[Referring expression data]

###

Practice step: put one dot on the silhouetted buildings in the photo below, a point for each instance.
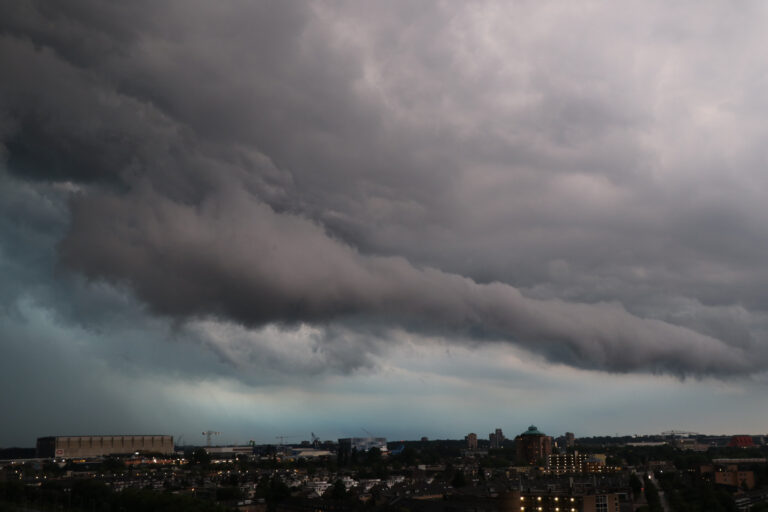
(547, 501)
(97, 446)
(533, 446)
(496, 438)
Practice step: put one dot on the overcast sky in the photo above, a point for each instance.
(417, 219)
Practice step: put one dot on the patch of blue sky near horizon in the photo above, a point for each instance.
(141, 373)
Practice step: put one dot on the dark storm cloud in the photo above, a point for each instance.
(473, 172)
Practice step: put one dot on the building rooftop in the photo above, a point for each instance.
(533, 431)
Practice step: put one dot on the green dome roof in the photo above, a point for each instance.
(533, 431)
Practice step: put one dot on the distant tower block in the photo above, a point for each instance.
(208, 434)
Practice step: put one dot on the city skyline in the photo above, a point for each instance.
(413, 220)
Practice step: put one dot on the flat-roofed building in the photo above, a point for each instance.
(68, 447)
(546, 501)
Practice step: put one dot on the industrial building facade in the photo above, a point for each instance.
(68, 447)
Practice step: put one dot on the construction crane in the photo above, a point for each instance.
(208, 434)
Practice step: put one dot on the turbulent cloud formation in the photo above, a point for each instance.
(584, 182)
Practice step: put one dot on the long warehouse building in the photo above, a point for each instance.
(68, 447)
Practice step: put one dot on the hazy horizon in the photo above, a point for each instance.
(414, 219)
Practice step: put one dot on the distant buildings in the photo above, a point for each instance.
(566, 463)
(496, 438)
(547, 501)
(362, 444)
(68, 447)
(533, 446)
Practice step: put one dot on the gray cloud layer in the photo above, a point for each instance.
(562, 179)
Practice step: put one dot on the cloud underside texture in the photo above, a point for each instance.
(271, 163)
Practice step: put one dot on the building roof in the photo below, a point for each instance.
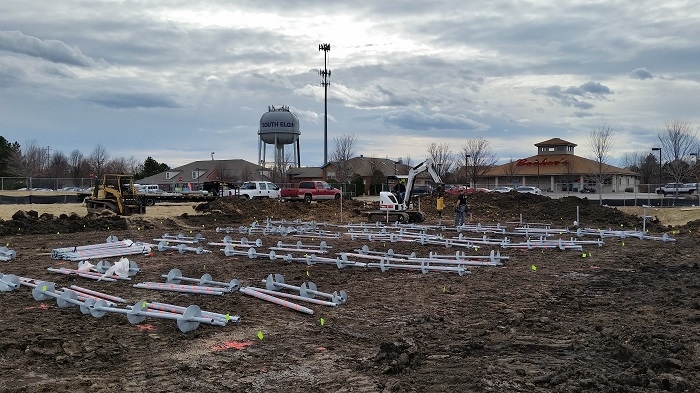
(555, 142)
(207, 170)
(556, 164)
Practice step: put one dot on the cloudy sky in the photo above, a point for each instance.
(178, 80)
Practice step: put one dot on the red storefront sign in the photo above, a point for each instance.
(544, 162)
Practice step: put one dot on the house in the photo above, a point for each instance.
(555, 167)
(195, 174)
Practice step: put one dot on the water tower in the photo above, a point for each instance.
(278, 127)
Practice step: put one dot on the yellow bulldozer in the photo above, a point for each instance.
(115, 193)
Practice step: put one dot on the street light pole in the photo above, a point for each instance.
(466, 168)
(660, 165)
(696, 176)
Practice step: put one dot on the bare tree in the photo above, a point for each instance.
(59, 166)
(98, 160)
(343, 151)
(600, 142)
(511, 171)
(377, 177)
(569, 175)
(645, 164)
(246, 173)
(33, 160)
(442, 156)
(478, 158)
(678, 139)
(76, 163)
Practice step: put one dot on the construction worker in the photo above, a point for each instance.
(461, 208)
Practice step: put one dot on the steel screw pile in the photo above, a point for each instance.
(181, 248)
(112, 248)
(181, 238)
(8, 282)
(175, 276)
(6, 254)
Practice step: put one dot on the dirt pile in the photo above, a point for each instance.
(30, 222)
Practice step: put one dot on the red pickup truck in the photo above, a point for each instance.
(310, 191)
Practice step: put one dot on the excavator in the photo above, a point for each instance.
(391, 210)
(115, 193)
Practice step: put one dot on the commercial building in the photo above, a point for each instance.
(556, 168)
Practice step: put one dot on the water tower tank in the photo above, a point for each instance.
(279, 126)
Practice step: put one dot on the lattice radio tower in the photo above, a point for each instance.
(325, 74)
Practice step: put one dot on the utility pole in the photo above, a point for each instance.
(326, 74)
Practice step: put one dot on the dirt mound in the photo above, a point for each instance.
(30, 222)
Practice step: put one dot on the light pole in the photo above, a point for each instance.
(466, 167)
(696, 175)
(325, 74)
(660, 165)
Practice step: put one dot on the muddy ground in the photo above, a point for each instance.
(624, 318)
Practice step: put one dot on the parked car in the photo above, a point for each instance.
(529, 190)
(503, 189)
(420, 191)
(454, 189)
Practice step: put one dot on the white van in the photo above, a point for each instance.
(259, 189)
(148, 189)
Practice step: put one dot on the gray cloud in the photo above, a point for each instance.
(51, 50)
(133, 100)
(438, 66)
(415, 120)
(641, 73)
(574, 96)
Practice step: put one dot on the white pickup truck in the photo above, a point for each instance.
(677, 188)
(256, 189)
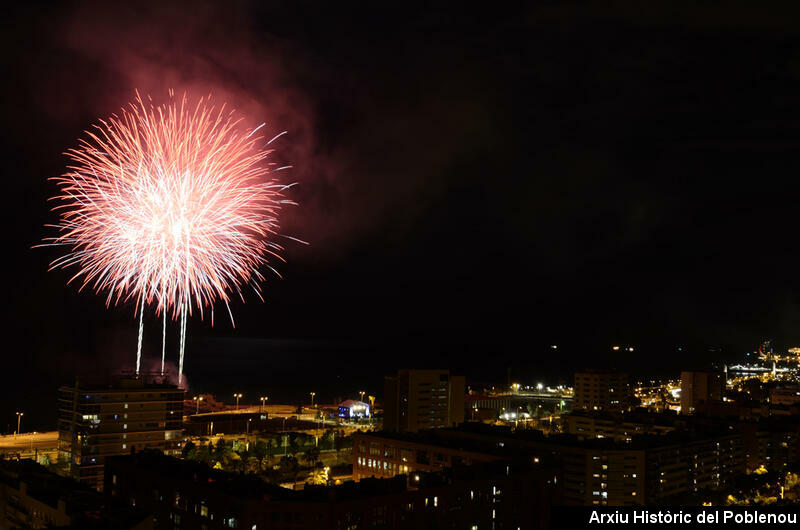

###

(PROBLEM TO SOLVE) A word-for-word copy is required of the lines above from the line with "Practice step: put one dot on the light" through the last line of the data; no other lines and no pictures belong in it.

(ANSWER TO THIS TASK)
Practice step: put one dot on the light pole in the photo above, a point for each instance.
(466, 167)
(696, 175)
(325, 74)
(660, 165)
Practice step: put one dot on the muddy ground in the photo above, a point for each instance.
(624, 318)
Practice step: put one dot on the parked car in the photo above, a point for each instance.
(529, 190)
(503, 189)
(420, 191)
(454, 189)
Practice step: put one dot on the white van in the photo above, a point for each instance.
(259, 189)
(148, 189)
Practice step: put one dot on the gray cloud in the photo above, a point for each instance.
(51, 50)
(133, 100)
(438, 66)
(415, 120)
(641, 73)
(574, 96)
Practice step: put one dot on the white pickup truck in the photo above, a point for each instance.
(677, 188)
(256, 189)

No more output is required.